Ed è arrivato il grande giorno dell’esame di Stato. Dopo mesi di tira e molla su esami online o in presenza, quanti commissari, quante prove, da ieri finalmente si è entrati nella parte che conclude l’ultimo ciclo della scuola dell’obbligo.

Un esame, come si sa, diverso da quelli vissuti dagli studenti degli anni precedenti: niente prove scritte, solo una prova orale. In effetti, al mondo della scuola è mancato il solito avvincente “toto-nomi” sulle tracce della prima prova di italiano. Per molti, però, lo spauracchio della seconda prova, più complessa, è stato scansato. Di fatto, consiste in un colloquio su tutte le materie a partire da un elaborato – prodotto dall’alunno – legato alla materia di indirizzo, sull’Alternanza Scuola-Lavoro (ora PCTO) e sulla materia che, secondo il Governo giallo-verde, dovrebbe impedire il degrado morale delle nuove generazioni, ovvero Cittadinanza e Costituzione.

Sicuramente una prova, per certi versi, alienante e rassicurante. Alienante per il contesto: protocolli di entrata ed uscita, distanza, professori non più a breve distanza con mascherine e, per i più ligi, visiere in plastica. D’altra parte, i commissari, tutti interni, sono una garanzia per (quasi) tutti i maturandi e certo il presidente esterno, data la situazione eccezionale del funesto anno scolastico 2019-2020, non sarà particolarmente puntiglioso. Forse anche per questo contesto più “famigliare” molti studenti sentono una certa preoccupazione riguardo la percezione del proprio titolo di studi nel mondo del lavoro. Preoccupazione che, nella realtà, non tiene conto del fatto che l’esame certifica un percorso quinquennale e non una singola performance.

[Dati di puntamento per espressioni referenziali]
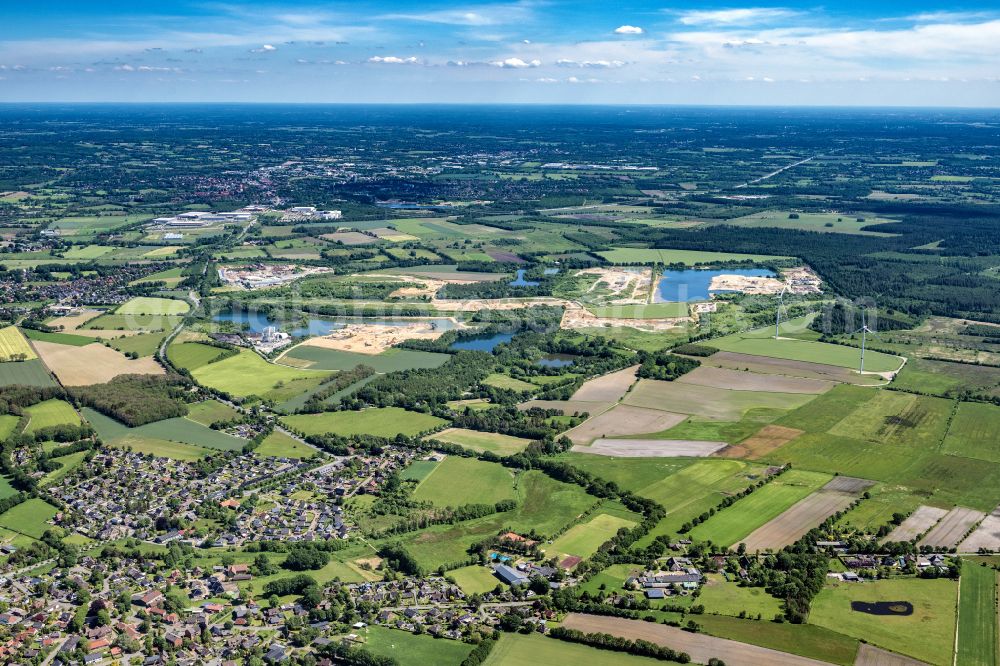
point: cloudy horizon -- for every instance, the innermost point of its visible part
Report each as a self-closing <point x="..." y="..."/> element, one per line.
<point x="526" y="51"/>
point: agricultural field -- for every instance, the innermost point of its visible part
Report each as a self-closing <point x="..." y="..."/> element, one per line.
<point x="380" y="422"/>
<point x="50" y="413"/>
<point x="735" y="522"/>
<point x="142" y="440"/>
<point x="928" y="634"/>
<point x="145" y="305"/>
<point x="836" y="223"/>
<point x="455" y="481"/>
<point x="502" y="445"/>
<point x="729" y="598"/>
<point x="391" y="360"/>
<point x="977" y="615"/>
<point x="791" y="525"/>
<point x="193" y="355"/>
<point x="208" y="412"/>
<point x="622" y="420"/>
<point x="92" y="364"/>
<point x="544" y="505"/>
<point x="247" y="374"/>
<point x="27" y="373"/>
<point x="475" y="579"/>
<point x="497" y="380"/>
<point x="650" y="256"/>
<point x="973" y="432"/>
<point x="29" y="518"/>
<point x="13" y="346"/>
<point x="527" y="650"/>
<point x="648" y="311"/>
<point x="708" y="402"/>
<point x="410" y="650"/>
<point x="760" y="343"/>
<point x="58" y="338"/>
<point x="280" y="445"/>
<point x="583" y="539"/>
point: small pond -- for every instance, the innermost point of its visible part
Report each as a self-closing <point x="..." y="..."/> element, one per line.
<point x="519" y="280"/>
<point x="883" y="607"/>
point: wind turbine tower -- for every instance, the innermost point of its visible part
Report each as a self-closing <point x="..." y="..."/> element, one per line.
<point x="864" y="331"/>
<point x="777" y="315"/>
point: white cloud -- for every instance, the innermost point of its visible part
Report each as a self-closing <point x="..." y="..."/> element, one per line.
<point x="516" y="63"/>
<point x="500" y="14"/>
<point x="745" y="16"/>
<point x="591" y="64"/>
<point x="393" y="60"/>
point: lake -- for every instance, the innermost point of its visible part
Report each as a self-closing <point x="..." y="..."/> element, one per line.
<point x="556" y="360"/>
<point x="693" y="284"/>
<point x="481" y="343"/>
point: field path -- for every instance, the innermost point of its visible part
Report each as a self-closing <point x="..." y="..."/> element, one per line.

Esercizi proposti
• A. Nel testo sull'esame di Stato, per quale motivo molti studenti si preoccupano di come verrà percepito il loro titolo di studio nel mondo del lavoro? Rispondi in una-tre frasi.
• B. Riprendi il testo sull'esame di Stato e continualo dopo la sua ultima frase.
I dati provengono da un'altra fonte.

Risposte agli esercizi
• A. Il testo lega questa preoccupazione, con un "forse", al contesto più "famigliare" dell'esame. I commissari sono tutti interni, e il presidente esterno, vista la situazione eccezionale dell'anno scolastico 2019-2020, non sarà particolarmente puntiglioso.

• B.
Ascoltando i loro racconti, effettivamente si percepisce sì la tensione per la prova e poi per l’esito ma, confrontandola con le esperienze delle generazioni passate, pure che l’intensità, l’emozione vissuta non è proprio la stessa: la mancanza di commissari esterni diminuisce di molto la variabile rischio a meno che, con i docenti curricolari, non si abbiano rapporti tesi. E se l’intensità è minore, lo è pure la durata, mancando una settimana buona di prove scritte.

Insomma, un esame più semplice (per la nostra percezione, ovviamente) e psicologicamente più leggero, cosa buona per dei ragazzi che da febbraio non hanno più un contatto diretto con i docenti e, forse, ripreso da poco con i loro compagni. Per l’anno prossimo si vedrà: se, infatti, la proposta delle Regioni punta a cancellare l’odiatissima Didattica a distanza (DaD) ripristinando il rapporto umano e garantendo 2 metri quadrati ad alunno – in attesa delle linee guida del Ministero dell’Istruzione -, si dovrà certo ancora tener conto dell’evoluzione del virus e di eventuali recrudescenze.

Chissà che, per gli alunni dell’anno scolastico 2020-2021, non sarà di nuovo possibile cantare tutti assieme, allegri ma tremebondi, “Notte prima degli esami” (Venditti cordialmente ringrazia).